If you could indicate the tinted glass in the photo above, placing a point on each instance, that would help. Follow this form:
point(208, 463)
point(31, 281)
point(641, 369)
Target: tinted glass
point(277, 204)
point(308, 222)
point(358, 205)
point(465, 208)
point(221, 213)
------------------------------------------------------------
- PROMPT:
Reproduce every item above verbatim, line for line, with no changes.

- SOLUTION TO THE PROBLEM:
If you could indicate the tinted glass in the photo above, placing a point on each instance, that would help. Follow this form:
point(208, 463)
point(31, 281)
point(641, 369)
Target: tinted glass
point(277, 204)
point(308, 222)
point(358, 205)
point(465, 208)
point(221, 213)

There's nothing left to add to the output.